*WHAT YOU WILL DO*. Find each line of the records that includes the word "building", and copy those lines.

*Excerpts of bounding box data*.
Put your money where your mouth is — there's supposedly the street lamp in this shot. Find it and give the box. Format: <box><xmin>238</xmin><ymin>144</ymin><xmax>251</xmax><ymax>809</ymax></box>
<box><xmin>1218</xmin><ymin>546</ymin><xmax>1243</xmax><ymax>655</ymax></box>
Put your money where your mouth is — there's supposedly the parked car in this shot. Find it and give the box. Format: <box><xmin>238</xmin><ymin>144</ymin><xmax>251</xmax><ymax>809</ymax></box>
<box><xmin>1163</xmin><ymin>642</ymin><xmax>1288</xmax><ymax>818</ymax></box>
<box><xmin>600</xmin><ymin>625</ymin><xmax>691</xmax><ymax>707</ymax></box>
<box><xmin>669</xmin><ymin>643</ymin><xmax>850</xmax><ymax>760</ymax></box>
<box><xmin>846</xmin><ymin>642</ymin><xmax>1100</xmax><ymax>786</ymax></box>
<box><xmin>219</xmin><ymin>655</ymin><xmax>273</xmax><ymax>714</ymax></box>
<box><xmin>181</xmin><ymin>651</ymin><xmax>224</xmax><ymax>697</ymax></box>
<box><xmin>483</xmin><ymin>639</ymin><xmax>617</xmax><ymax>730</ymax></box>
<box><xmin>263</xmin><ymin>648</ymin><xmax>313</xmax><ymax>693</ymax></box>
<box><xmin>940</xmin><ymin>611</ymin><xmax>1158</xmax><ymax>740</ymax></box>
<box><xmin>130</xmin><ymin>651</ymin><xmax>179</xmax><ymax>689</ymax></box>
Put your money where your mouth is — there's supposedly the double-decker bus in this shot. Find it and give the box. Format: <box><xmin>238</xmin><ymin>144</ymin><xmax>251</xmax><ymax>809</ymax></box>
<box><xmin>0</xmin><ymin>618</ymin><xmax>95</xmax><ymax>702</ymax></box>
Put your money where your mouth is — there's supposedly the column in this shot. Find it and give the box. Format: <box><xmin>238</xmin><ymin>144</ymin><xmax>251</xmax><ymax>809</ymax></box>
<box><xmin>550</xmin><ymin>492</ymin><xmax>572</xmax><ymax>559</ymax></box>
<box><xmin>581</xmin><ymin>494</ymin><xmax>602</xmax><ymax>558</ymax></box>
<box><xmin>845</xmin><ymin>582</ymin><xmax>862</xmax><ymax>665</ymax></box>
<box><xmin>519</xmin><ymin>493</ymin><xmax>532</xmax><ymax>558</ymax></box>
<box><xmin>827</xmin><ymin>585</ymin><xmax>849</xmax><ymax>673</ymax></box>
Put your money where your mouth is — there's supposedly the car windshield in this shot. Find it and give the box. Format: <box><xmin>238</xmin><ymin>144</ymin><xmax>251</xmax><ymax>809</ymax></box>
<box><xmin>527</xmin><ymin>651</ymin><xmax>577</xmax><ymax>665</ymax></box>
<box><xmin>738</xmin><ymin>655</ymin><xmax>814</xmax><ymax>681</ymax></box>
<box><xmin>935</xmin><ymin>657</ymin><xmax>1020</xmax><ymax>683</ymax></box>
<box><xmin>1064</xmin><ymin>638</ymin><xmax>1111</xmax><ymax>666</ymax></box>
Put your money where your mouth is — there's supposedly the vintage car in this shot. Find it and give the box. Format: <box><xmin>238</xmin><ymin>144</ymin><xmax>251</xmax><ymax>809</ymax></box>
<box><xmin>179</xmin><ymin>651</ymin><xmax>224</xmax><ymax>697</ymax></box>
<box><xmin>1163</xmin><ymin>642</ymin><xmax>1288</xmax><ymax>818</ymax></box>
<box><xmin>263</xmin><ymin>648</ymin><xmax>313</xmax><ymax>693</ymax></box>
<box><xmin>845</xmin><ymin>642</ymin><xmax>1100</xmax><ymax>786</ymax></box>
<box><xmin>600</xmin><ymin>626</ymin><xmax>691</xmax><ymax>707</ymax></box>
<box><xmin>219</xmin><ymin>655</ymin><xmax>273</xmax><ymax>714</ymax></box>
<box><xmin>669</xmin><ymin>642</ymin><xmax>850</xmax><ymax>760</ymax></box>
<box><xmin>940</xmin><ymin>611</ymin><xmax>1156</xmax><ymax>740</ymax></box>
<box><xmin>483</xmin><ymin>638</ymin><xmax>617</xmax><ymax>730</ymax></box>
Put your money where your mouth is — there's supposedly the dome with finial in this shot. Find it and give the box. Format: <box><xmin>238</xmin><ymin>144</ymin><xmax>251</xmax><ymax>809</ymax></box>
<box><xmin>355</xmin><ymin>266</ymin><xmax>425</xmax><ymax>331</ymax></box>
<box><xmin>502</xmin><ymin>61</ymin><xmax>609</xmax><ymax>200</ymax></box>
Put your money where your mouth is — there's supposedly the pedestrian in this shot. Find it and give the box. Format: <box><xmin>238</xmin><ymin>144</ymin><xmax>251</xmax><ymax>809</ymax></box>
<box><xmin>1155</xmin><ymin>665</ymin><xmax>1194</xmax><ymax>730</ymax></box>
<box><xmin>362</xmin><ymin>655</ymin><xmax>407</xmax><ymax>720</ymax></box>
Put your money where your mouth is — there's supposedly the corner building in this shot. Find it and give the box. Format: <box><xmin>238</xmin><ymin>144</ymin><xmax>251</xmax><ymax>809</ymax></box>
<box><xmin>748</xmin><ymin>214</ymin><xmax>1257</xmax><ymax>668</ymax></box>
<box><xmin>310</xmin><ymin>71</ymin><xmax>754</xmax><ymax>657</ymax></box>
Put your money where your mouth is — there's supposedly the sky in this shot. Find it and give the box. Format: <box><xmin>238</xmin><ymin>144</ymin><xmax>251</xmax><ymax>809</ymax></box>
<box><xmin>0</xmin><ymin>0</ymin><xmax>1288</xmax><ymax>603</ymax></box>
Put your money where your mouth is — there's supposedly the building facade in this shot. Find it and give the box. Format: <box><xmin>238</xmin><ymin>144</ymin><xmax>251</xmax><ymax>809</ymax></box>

*RESULT BELOW*.
Put your money where your mouth is — there's supposedly the corner building in this shot. Find it and give the box. Format: <box><xmin>238</xmin><ymin>144</ymin><xmax>251</xmax><ymax>809</ymax></box>
Put your money where your mouth is — there's supposedly the building facade in this shot. Find it and give the box. Format: <box><xmin>238</xmin><ymin>144</ymin><xmax>251</xmax><ymax>809</ymax></box>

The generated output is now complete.